MOSCOW (The Washington Post) — A convoy carrying Russian oil-drilling equipment arrived at the al-Waheed border crossing recently and passed from Syria into Iraq en route to the northern city of Kirkuk. About 50 Russian specialists will arrive soon to begin setting up to drill 45 wells.
For the Russian company Zarubezhneft, it’s a small project, worth $8 million, and hardly the reason why its chief executive visits Baghdad every three months. The big payoff would be Iraq’s decision to grant Zarubezhneft the rights to develop the massive Bin Umar oil field, a multibillion-dollar deal if the United Nations ever lifts sanctions.
Every day Russian companies drill or ship as much Iraqi oil as they can under U.N. auspices and dream of the day they can do more. Almost everyone here seems to have a hand in the Iraqi pot, from engineering firms to machinery manufacturers to politicians. Even the Ministry of Emergency Situations, which is usually responding to floods and forest fires, has gotten into the game, setting up a subsidiary to trade Iraqi crude.
The depth of Russia’s economic ties to Iraq, both actual and potential, poses a serious challenge to President Bush as he contemplates a military attack to overthrow Saddam Hussein’s government. Russia supported the U.S. war in Afghanistan but it has warned against any invasion of Iraq, its longtime ally.
“If there were a strike, it would put us in a very hard position,” said Yuri Shafranik, a former Russian fuel and energy minister who heads a committee promoting Russian-Iraqi economic cooperation. “It would mean Russia’s position was ignored and no one cared about Russia. For us, now as never before, these projects are very important.”

■ JOBS:
**A.** According to the article on Russia's oil ties to Iraq, what is the Zarubezhneft project worth?
**B.** Write out the stretch of the article on Russia's oil ties to Iraq from "Every day Russian" through "its longtime ally." again, swapping "floods" for "earthquakes".

■ INFORMATION SUPPLIED:
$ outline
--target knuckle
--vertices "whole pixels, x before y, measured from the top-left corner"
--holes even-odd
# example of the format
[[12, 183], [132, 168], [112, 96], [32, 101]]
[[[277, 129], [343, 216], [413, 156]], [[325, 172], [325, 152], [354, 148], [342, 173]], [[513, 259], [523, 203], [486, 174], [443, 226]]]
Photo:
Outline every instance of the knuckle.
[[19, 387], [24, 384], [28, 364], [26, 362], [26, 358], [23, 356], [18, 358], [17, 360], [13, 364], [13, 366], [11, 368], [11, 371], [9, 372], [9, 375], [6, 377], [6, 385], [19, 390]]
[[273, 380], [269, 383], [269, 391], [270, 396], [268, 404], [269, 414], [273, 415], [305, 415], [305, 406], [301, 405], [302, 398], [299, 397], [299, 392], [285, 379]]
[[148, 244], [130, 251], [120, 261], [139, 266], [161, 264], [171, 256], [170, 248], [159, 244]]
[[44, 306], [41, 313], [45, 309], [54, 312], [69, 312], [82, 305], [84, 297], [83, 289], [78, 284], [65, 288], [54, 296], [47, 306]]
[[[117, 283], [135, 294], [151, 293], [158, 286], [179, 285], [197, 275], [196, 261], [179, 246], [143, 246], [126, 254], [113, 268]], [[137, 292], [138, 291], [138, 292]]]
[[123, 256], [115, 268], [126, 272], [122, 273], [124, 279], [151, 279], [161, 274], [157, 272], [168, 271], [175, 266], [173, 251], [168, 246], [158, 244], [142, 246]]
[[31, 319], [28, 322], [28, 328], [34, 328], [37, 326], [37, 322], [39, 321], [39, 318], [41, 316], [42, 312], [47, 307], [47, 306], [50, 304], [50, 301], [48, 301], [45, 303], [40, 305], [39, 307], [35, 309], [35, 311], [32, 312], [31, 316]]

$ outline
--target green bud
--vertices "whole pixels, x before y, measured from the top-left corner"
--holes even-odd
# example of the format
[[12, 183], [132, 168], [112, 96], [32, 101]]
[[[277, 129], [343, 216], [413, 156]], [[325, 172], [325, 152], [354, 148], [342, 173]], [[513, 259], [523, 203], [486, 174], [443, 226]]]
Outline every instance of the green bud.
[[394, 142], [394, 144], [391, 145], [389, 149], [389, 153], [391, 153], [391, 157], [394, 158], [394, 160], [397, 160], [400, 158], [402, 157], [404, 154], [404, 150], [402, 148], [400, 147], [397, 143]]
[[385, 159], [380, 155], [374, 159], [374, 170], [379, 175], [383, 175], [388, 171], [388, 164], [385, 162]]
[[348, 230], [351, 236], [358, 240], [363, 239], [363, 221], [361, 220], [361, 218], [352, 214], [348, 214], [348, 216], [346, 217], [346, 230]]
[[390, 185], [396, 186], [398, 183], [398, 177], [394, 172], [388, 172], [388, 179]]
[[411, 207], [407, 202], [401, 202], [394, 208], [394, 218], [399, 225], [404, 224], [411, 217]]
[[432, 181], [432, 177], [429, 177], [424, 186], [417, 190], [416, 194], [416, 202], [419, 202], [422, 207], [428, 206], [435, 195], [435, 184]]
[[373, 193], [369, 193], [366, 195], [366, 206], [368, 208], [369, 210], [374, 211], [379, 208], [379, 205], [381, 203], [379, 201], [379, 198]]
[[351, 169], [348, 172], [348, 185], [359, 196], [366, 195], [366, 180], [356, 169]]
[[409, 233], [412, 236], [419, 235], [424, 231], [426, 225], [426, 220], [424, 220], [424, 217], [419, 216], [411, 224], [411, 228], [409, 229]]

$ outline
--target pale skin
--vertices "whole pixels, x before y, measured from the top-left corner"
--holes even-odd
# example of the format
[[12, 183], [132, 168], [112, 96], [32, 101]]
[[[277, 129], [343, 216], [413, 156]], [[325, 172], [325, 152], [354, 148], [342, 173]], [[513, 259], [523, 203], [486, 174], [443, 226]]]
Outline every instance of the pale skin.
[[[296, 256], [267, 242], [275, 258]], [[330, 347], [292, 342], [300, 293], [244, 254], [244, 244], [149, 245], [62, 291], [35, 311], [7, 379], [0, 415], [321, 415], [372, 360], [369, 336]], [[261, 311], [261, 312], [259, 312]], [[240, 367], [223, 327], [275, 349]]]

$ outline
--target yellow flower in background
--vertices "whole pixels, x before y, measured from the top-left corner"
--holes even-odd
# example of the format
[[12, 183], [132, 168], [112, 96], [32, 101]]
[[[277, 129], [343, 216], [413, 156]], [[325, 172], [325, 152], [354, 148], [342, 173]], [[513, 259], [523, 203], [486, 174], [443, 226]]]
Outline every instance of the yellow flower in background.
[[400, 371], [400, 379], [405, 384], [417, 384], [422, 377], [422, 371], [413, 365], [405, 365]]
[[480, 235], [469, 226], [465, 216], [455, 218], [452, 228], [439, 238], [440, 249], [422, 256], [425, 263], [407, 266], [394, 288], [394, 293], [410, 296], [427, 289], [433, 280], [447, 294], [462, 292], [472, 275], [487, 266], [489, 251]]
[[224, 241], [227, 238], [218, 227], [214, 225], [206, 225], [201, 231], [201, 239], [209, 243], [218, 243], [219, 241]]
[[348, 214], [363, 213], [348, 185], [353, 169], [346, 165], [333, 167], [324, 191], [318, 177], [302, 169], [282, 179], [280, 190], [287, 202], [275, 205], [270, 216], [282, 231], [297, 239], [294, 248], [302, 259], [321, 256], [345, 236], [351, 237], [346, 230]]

■ RESPONSES TO THE TASKS:
**A.** $8 million

**B.**
Every day Russian companies drill or ship as much Iraqi oil as they can under U.N. auspices and dream of the day they can do more. Almost everyone here seems to have a hand in the Iraqi pot, from engineering firms to machinery manufacturers to politicians. Even the Ministry of Emergency Situations, which is usually responding to earthquakes and forest fires, has gotten into the game, setting up a subsidiary to trade Iraqi crude.
The depth of Russia’s economic ties to Iraq, both actual and potential, poses a serious challenge to President Bush as he contemplates a military attack to overthrow Saddam Hussein’s government. Russia supported the U.S. war in Afghanistan but it has warned against any invasion of Iraq, its longtime ally.